• Task to carry out
Answer these questions from the discussion of Governance Proposal 005 below.
(a) According to one comment, which voter cast 10 million votes?
(b) Whose proposed changes are said to address none of the accountability or governance issues?
(c) What will the fund's new name be?

• Text section
....

Governance Proposal 005 - DeFi Education Fund

Previously, I was against this proposal (and still am). The way it stands now, I am going to be cautiously optimistic. I am excited to see where we go from here, as this will no doubt bring about significant changes in DeFi no matter which direction this swings.

Vote was removed, where is it.

Encouraging everyone to reject this proposal, Ive already stated my reasons. Also, the temp check and snapshot did NOT pass with strong approval as far as I know, yr only votes were from Harvard (10 million) and few other large delegates. I believe you are no where near the required votes. If im wrong please someone let me know.


Actually, I’m back!


Because I want to highlight how the changes proposed by HLSBFI address none of the accountability or governance issues raised in the other group and still fail to explain why this group is needed (versus a normal budgeting process used by a normal bank or crypto business).

Let’s walk thru this one step at a time:

  • The name will focus on education rather than defense–the DeFi Education Fund.

....

• Listed entries
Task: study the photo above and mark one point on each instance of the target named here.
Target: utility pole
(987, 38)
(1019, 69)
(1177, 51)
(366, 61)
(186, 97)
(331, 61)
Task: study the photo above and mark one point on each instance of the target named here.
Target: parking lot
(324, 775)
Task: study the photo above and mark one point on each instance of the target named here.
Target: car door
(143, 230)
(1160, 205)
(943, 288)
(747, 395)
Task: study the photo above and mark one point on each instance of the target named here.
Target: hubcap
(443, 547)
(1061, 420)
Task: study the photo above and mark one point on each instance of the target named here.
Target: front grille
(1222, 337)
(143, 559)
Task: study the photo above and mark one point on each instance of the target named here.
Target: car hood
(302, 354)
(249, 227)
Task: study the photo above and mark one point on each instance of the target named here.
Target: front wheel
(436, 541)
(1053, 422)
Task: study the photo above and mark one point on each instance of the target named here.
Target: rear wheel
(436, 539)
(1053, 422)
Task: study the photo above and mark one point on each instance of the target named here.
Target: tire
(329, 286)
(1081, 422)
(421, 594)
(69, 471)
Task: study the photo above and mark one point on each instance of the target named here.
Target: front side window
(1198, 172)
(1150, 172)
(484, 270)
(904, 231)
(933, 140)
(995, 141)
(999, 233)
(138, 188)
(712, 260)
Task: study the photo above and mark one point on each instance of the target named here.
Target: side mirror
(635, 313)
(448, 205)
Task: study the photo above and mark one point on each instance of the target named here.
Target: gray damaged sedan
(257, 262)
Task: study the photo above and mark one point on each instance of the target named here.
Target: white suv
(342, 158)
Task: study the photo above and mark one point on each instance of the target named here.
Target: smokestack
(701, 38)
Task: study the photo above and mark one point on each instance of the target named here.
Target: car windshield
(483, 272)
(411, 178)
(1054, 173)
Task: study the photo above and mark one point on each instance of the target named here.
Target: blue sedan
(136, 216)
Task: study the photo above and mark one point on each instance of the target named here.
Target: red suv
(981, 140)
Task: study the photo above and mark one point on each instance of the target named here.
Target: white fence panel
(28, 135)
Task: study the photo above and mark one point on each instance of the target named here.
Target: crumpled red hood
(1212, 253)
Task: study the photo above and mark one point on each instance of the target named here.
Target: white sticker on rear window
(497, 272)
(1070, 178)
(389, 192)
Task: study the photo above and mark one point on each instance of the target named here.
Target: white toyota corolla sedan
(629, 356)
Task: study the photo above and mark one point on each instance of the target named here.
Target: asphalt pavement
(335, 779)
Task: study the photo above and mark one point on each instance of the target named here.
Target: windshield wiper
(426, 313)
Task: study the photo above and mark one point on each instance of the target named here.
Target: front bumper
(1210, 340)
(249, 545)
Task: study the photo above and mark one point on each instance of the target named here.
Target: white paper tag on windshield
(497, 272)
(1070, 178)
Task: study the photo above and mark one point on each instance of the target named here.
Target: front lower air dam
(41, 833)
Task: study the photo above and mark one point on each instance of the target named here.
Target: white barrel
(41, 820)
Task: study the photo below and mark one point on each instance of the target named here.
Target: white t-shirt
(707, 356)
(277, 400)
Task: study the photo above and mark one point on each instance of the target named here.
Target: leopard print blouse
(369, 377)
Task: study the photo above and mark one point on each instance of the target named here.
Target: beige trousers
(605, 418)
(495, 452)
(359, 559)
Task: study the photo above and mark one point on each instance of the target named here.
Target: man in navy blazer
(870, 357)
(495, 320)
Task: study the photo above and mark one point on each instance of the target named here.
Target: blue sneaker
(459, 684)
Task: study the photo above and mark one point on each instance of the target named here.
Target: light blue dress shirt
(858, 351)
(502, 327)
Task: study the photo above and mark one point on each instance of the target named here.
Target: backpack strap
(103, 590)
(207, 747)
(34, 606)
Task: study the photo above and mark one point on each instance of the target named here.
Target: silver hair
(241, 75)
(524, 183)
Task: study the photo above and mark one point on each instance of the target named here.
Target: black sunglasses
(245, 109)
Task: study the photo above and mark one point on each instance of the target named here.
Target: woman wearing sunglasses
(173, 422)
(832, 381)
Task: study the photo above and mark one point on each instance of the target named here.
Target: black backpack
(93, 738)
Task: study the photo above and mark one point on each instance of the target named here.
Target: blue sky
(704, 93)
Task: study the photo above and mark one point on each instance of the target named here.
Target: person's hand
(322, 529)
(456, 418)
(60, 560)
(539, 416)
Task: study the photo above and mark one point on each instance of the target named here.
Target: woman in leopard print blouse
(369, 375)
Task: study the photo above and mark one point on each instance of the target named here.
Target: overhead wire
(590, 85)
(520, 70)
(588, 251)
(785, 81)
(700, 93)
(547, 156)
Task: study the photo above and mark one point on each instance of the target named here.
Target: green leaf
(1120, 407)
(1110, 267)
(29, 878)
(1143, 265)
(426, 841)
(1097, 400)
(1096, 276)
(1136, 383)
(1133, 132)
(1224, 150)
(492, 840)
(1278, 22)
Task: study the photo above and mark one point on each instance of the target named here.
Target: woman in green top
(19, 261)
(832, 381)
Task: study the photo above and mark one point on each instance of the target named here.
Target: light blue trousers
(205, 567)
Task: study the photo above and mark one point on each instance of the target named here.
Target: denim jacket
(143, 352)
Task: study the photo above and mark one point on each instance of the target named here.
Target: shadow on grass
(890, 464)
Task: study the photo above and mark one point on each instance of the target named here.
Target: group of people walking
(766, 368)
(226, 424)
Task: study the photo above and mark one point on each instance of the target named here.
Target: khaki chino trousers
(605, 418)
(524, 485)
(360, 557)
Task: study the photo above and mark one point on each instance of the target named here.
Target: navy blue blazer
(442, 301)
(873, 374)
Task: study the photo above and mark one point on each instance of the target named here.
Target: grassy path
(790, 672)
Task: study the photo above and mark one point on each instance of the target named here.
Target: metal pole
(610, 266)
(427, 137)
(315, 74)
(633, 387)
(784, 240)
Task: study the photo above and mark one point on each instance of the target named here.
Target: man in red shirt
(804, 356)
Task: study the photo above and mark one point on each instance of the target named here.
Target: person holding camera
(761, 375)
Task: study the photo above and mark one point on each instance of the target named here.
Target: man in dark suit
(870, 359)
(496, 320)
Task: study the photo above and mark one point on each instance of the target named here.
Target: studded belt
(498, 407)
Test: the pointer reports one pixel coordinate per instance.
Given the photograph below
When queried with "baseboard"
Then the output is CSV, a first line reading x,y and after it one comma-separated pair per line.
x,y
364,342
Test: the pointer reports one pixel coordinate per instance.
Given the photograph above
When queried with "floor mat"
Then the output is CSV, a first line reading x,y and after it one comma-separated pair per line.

....

• In response
(a) Harvard.
(b) HLSBFI's.
(c) The DeFi Education Fund.